[Extracted data entries]
---*---

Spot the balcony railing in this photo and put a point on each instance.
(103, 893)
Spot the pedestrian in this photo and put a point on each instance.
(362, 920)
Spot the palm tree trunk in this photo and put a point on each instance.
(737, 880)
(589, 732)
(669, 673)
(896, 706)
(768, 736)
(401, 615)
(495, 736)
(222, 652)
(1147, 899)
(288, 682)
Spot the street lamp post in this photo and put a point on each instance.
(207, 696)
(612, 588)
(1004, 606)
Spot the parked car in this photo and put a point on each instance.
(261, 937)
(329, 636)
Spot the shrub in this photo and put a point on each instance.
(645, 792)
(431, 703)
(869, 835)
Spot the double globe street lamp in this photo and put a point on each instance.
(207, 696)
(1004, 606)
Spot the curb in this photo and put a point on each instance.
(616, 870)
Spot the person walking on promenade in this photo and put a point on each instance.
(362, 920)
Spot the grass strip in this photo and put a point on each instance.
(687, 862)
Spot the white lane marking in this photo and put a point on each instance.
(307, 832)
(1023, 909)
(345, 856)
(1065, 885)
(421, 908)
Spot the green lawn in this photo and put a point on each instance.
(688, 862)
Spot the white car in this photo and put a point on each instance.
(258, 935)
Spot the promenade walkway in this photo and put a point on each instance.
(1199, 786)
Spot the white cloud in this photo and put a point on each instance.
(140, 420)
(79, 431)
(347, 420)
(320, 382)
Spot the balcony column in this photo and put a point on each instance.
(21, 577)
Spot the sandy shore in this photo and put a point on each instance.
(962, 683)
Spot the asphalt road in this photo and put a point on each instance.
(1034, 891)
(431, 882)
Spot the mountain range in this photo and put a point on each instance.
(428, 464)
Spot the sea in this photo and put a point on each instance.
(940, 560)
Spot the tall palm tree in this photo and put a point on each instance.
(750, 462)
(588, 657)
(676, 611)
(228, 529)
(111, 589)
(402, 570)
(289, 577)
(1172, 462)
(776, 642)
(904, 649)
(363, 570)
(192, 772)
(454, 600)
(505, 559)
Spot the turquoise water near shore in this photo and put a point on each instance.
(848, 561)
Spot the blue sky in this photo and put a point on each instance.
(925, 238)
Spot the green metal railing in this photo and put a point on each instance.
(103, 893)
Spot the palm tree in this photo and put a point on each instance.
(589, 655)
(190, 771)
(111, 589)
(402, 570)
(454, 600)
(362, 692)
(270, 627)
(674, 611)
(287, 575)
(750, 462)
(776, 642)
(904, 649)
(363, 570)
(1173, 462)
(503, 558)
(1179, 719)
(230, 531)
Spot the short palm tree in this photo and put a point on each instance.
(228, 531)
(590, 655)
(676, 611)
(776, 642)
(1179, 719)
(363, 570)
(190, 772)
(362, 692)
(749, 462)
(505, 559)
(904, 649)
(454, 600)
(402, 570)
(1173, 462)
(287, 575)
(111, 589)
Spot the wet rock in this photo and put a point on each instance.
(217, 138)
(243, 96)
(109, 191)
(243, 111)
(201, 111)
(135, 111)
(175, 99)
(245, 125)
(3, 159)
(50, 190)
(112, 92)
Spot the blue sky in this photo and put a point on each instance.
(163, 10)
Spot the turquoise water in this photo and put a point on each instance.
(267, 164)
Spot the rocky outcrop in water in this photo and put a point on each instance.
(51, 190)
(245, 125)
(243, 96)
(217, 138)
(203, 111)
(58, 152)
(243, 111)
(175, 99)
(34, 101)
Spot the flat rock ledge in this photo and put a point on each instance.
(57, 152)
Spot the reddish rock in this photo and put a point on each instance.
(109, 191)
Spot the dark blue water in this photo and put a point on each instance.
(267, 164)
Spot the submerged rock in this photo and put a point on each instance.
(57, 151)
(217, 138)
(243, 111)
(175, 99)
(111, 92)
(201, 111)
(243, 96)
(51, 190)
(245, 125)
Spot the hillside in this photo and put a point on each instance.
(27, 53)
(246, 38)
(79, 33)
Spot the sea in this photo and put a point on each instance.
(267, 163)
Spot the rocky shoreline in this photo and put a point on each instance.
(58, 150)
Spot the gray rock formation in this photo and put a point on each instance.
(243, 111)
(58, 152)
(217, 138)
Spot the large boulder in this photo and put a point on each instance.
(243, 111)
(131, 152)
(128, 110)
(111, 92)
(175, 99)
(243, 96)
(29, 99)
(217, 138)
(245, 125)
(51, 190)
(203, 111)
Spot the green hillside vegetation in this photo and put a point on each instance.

---*---

● WHAT THE TASK ASKS
Down to the last line, repeat the data exactly.

● COMPLETED TASK
Spot the balcony railing in this photo and put a point on each instance.
(103, 893)
Spot the pedestrian in this photo and put a point on each instance.
(362, 920)
Spot the palm tree trunk in this photo and put a point on each instance.
(737, 880)
(589, 732)
(669, 673)
(896, 706)
(768, 736)
(401, 615)
(495, 736)
(222, 652)
(1147, 899)
(288, 682)
Spot the street lamp post in this photo and put a point on each instance.
(207, 696)
(612, 588)
(1004, 606)
Spot the parked car in this photo and put a point on each instance.
(261, 937)
(329, 636)
Spot the shrub in this photo and put a point on each instance.
(645, 792)
(431, 703)
(869, 835)
Spot the double globe street lamp in this photo and put a point on each instance.
(207, 696)
(1004, 606)
Spot the curb in this photo and put a point on each instance.
(616, 870)
Spot the person walking on promenade in this photo and put a point on each instance.
(362, 920)
Spot the grass strip in this photo and put a point on each instance.
(687, 862)
Spot the white lane marking in this photo and put a point on each instance.
(307, 832)
(1023, 909)
(345, 856)
(1065, 885)
(421, 908)
Spot the green lawn in this photo and put a point on each instance.
(688, 862)
Spot the white car in this photo and put a point on each instance.
(258, 935)
Spot the promenade walkway in this photo and put a point on each instance.
(1199, 786)
Spot the white cloud in this photo and put a point on each instance.
(140, 420)
(79, 431)
(347, 420)
(320, 382)
Spot the balcony column in this photo and put a point on each instance.
(21, 577)
Spot the sandy shore in this photo and put a point on each instance.
(962, 683)
Spot the asphalt road in this photo and put a point on each instance.
(1034, 891)
(431, 882)
Spot the mountain range in this photo and put a point on each instance.
(428, 464)
Spot the sea in this photo and put a point on each instance.
(940, 560)
Spot the tall palm tree in this photo and put a point on each instance.
(750, 462)
(588, 657)
(676, 611)
(228, 529)
(111, 589)
(402, 570)
(289, 577)
(1172, 462)
(776, 642)
(904, 649)
(363, 570)
(192, 772)
(454, 600)
(505, 559)
Spot the turquoise water near shore in this photo and put a point on each instance.
(848, 561)
Spot the blue sky in this photo and put a point on each instance.
(925, 238)
Spot the green metal railing in this photo and put a point on each instance.
(103, 893)
Spot the palm tree in this photo and put a point on each instance.
(589, 655)
(190, 771)
(111, 589)
(402, 570)
(454, 600)
(362, 692)
(270, 627)
(674, 611)
(287, 575)
(750, 462)
(776, 642)
(904, 649)
(363, 570)
(1173, 462)
(503, 558)
(1179, 719)
(230, 531)
Spot the short palm tree in this photo and put a point on each instance.
(228, 531)
(590, 655)
(676, 611)
(776, 642)
(1179, 719)
(363, 570)
(190, 772)
(362, 692)
(749, 462)
(505, 559)
(904, 649)
(454, 600)
(402, 570)
(1173, 462)
(287, 575)
(111, 589)
Spot the wet rock in this photo and put a point on each instance.
(217, 138)
(243, 96)
(109, 191)
(243, 111)
(201, 111)
(135, 111)
(175, 99)
(245, 125)
(3, 159)
(50, 190)
(112, 92)
Spot the blue sky in this photo and put a point on each instance.
(163, 10)
Spot the turquoise water in this photo and put a point on each instance.
(267, 164)
Spot the rocky outcrop in water in this photo and put a point on each instance.
(51, 190)
(245, 125)
(243, 96)
(217, 138)
(203, 111)
(58, 152)
(243, 111)
(175, 99)
(34, 101)
Spot the flat rock ledge in this photo and put a point on each instance.
(57, 152)
Spot the reddish rock in this photo and put a point on each instance.
(109, 191)
Spot the dark blue water in this photo and put a point on each instance.
(267, 164)
Spot the submerged rock in this photo and put a point on each instance.
(57, 151)
(217, 138)
(243, 111)
(175, 99)
(111, 92)
(201, 111)
(243, 96)
(51, 190)
(245, 125)
Spot the hillside in this photo and put a point on each instance.
(27, 53)
(246, 38)
(79, 33)
Spot the sea in this photo and put a point on each instance.
(267, 163)
Spot the rocky shoreline in this photo and put a point on each instance.
(58, 150)
Spot the gray rock formation in this photo and put a point on each instance.
(243, 111)
(58, 152)
(217, 138)
Spot the large boulder in this photo and put a point on each instance.
(243, 111)
(131, 152)
(128, 110)
(111, 92)
(175, 99)
(243, 96)
(29, 99)
(217, 138)
(245, 125)
(51, 190)
(203, 111)
Spot the green hillside vegetation in this photo and put a point on each instance.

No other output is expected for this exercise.